▶ [WHAT IS BEING ASKED]: Where an image appears in the data, omit it and reproduce the rest exactly.

(Image-grounded pointing data)
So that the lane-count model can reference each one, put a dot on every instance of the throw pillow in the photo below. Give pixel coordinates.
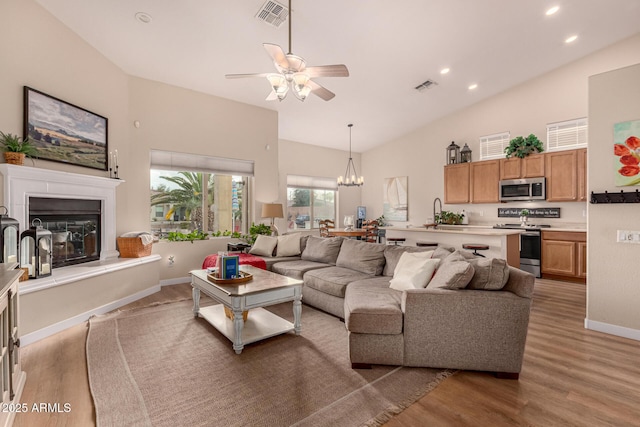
(264, 245)
(288, 245)
(453, 274)
(490, 274)
(322, 249)
(414, 270)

▶ [OUTPUT FOR THIS EXERCISE]:
So that the lane-count model can reference each one, put a dot on every instance of the throw pillow in the photo below. Give pixel coordinates.
(264, 245)
(288, 245)
(453, 274)
(490, 274)
(322, 249)
(414, 270)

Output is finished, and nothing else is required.